Your objective
Omit all pictures and give the records below again exactly as written.

Input
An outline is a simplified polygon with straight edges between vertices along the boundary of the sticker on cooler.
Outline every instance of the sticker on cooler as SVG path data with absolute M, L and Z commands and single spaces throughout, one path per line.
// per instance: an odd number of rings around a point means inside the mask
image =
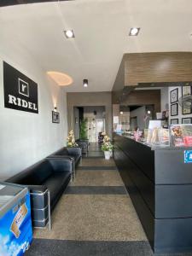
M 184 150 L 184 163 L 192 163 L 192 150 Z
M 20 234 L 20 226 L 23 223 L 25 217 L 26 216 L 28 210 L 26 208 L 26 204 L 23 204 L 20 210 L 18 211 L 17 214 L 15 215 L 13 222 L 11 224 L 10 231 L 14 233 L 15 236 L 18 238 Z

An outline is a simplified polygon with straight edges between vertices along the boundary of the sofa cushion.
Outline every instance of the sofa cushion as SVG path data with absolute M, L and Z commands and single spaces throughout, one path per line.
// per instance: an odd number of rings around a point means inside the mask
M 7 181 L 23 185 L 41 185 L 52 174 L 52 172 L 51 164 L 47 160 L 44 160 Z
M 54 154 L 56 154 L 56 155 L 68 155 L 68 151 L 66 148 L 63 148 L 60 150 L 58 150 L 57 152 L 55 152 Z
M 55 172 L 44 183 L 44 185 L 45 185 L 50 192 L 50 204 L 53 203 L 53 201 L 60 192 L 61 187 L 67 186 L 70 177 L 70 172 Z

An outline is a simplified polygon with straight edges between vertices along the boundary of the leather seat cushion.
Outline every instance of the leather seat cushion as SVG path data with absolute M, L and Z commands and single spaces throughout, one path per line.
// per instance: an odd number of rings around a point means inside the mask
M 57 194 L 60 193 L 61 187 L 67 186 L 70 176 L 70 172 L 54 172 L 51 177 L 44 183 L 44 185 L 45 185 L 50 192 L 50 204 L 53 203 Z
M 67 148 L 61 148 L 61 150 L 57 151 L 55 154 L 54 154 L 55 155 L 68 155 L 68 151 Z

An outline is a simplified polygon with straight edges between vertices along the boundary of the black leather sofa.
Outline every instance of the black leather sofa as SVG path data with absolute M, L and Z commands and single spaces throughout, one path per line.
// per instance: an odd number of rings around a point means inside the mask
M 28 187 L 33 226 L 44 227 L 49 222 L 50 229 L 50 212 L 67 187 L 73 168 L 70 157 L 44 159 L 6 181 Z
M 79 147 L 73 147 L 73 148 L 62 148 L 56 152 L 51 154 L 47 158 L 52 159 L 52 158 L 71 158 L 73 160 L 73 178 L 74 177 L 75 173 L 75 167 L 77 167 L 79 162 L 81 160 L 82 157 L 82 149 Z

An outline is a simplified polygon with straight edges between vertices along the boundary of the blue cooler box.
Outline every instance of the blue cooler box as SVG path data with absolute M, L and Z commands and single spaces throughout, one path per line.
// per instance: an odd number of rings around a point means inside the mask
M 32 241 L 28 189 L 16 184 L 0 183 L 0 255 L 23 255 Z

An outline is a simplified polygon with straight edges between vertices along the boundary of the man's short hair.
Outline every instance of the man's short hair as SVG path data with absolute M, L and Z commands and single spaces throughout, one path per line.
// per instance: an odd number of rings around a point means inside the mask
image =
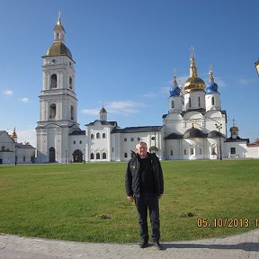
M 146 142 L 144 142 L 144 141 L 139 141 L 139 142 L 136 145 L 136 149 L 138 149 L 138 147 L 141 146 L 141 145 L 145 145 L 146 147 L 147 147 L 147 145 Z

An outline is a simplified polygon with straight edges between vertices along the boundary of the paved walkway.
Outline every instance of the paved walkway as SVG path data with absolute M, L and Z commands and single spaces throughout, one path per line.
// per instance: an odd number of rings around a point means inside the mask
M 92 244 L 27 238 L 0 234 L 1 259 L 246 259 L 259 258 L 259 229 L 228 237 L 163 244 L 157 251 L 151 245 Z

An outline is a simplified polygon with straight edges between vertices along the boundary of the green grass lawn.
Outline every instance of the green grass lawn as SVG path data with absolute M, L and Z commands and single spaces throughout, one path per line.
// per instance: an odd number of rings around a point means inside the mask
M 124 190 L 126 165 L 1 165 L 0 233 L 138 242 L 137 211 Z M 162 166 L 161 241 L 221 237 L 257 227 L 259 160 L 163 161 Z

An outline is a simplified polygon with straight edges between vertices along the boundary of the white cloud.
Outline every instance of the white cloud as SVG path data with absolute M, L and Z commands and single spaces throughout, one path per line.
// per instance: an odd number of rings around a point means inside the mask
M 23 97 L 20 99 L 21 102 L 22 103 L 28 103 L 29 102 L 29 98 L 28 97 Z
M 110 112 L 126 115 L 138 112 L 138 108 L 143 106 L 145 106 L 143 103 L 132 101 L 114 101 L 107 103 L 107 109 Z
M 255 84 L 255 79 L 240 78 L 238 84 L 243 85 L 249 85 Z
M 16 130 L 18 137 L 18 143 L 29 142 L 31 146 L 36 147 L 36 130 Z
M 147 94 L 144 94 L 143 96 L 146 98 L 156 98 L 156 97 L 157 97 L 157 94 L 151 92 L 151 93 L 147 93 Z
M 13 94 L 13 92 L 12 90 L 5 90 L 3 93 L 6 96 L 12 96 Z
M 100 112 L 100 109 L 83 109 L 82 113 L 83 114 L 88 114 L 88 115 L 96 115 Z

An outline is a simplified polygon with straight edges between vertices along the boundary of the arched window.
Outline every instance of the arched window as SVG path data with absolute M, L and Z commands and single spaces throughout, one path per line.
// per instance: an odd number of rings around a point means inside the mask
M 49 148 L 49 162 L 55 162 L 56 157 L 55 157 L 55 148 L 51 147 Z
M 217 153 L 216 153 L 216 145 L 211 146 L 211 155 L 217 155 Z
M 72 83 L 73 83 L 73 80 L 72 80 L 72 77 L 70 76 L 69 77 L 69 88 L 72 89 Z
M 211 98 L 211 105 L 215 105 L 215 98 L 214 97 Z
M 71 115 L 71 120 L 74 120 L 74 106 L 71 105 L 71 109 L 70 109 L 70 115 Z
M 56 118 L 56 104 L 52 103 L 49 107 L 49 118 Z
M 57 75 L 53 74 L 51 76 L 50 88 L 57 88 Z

Response to the task
An outline is a simplified polygon with straight edges between vertices along the boundary of the sticker on cooler.
Outline every instance of the sticker on cooler as SVG path data with absolute M, L and Z commands and single spaces throughout, one path per line.
// per instance: an odd number of rings around a point means inside the mask
image =
M 184 150 L 184 163 L 192 163 L 192 150 Z
M 20 234 L 20 226 L 23 223 L 25 217 L 26 216 L 28 210 L 26 208 L 26 204 L 23 204 L 20 210 L 18 211 L 17 214 L 15 215 L 13 222 L 11 224 L 10 231 L 14 233 L 15 236 L 18 238 Z

An outline is a simplified polygon with straight edges between vertices along the boundary of the sofa cushion.
Outline every instance of the sofa cushion as SVG path data with absolute M, L and Z commands and single spaces throughout, one path per line.
// per instance: an odd number of rings around a point means inside the mask
M 7 181 L 23 185 L 41 185 L 52 174 L 52 172 L 51 164 L 47 160 L 44 160 Z
M 54 154 L 56 154 L 56 155 L 68 155 L 68 151 L 66 148 L 63 148 L 60 150 L 58 150 L 57 152 L 55 152 Z
M 55 172 L 44 183 L 44 185 L 45 185 L 50 192 L 50 204 L 53 203 L 53 201 L 60 192 L 61 187 L 67 186 L 70 177 L 70 172 Z

An outline is a simplified polygon with straight edges between vertices along the boundary of the leather seat cushion.
Outline every instance of the leather seat cushion as SVG path data with absolute M, L and Z commands and single spaces throughout, one path per line.
// per instance: an odd number of rings around a point means inside the mask
M 57 194 L 60 193 L 61 187 L 67 186 L 70 176 L 70 172 L 54 172 L 51 177 L 44 183 L 44 185 L 45 185 L 50 192 L 50 204 L 53 203 Z
M 67 148 L 61 148 L 61 150 L 57 151 L 55 154 L 54 154 L 55 155 L 68 155 L 68 151 Z

An outline is a simplified polygon with straight edges between vertices along the boundary of the black leather sofa.
Outline every instance of the black leather sofa as SVG path data with absolute M, L and Z commands and single spaces throughout, one path per line.
// per instance: an odd number of rings around a point means inside the mask
M 28 187 L 33 226 L 44 227 L 49 222 L 50 229 L 50 212 L 67 187 L 73 168 L 70 157 L 44 159 L 6 181 Z
M 79 147 L 73 147 L 73 148 L 62 148 L 56 152 L 51 154 L 47 158 L 52 159 L 52 158 L 71 158 L 73 160 L 73 178 L 74 177 L 75 173 L 75 167 L 77 167 L 79 162 L 81 160 L 82 157 L 82 149 Z

An outline is a simplified polygon with straight edges between vertices along the boundary of the blue cooler box.
Outline every instance of the blue cooler box as SVG path data with absolute M, L and Z commands and single spaces throughout, one path per line.
// per instance: an odd number of rings around a point means inside the mask
M 32 241 L 28 189 L 16 184 L 0 183 L 0 255 L 23 255 Z

An outline is a simplified polygon with straight edges between vertices along the boundary of the man's short hair.
Outline every instance of the man's short hair as SVG path data with absolute M, L and Z commands and single spaces throughout, one path per line.
// per instance: an odd number of rings around a point means inside the mask
image =
M 146 142 L 144 142 L 144 141 L 139 141 L 139 142 L 136 145 L 136 149 L 138 149 L 138 147 L 141 146 L 141 145 L 145 145 L 146 147 L 147 147 L 147 145 Z

An outline is a simplified polygon with straight edges between vertices along the boundary of the paved walkway.
Outline every instance of the paved walkway as SVG path data with absolute M, L and Z commands and single spaces throughout, one path per line.
// per instance: an odd number of rings around a point means inside the mask
M 92 244 L 27 238 L 0 234 L 1 259 L 246 259 L 259 258 L 259 229 L 228 237 L 163 244 L 157 251 L 151 245 Z

An outline is a simplified polygon with straight edges between vertices along the boundary of the green grass lawn.
Outline every instance of the green grass lawn as SVG path data with absolute M, L and Z commands and single spaces throughout, one path per line.
// per instance: an odd number of rings around a point means inside the mask
M 124 190 L 126 165 L 1 165 L 0 233 L 138 242 L 137 211 Z M 162 166 L 161 241 L 221 237 L 257 227 L 259 160 L 163 161 Z

An outline is a simplified polygon with straight edges between vertices along the boundary of the white cloud.
Outline every instance of the white cloud as SVG path data with absolute M, L and Z commands and single spaces throughout, one path per line.
// per instance: an odd number of rings around a point means inside the mask
M 23 97 L 20 99 L 21 102 L 22 103 L 28 103 L 29 102 L 29 98 L 28 97 Z
M 110 112 L 126 115 L 138 112 L 138 108 L 143 106 L 145 106 L 143 103 L 132 101 L 114 101 L 107 103 L 107 109 Z
M 255 84 L 255 79 L 240 78 L 238 84 L 243 85 L 249 85 Z
M 16 130 L 18 137 L 18 143 L 29 142 L 31 146 L 36 147 L 36 130 Z
M 147 94 L 144 94 L 143 96 L 146 98 L 156 98 L 156 97 L 157 97 L 157 94 L 151 92 L 151 93 L 147 93 Z
M 13 94 L 13 92 L 12 90 L 5 90 L 3 93 L 6 96 L 12 96 Z
M 100 112 L 100 109 L 83 109 L 82 113 L 83 114 L 88 114 L 88 115 L 96 115 Z

An outline is a simplified polygon with straight edges between vertices along the boundary of the arched window.
Outline every instance of the arched window as SVG path data with absolute M, L and Z commands and single spaces throughout, one path per line.
// per instance: an odd number of rings around a point means inside the mask
M 49 148 L 49 162 L 55 162 L 56 157 L 55 157 L 55 148 L 51 147 Z
M 217 153 L 216 153 L 216 145 L 211 146 L 211 155 L 217 155 Z
M 72 83 L 73 83 L 73 80 L 72 80 L 72 77 L 70 76 L 69 77 L 69 88 L 72 89 Z
M 211 98 L 211 105 L 215 105 L 215 98 L 214 97 Z
M 71 115 L 71 120 L 74 120 L 74 106 L 71 105 L 71 109 L 70 109 L 70 115 Z
M 56 118 L 56 104 L 52 103 L 49 107 L 49 118 Z
M 57 75 L 53 74 L 51 76 L 50 88 L 57 88 Z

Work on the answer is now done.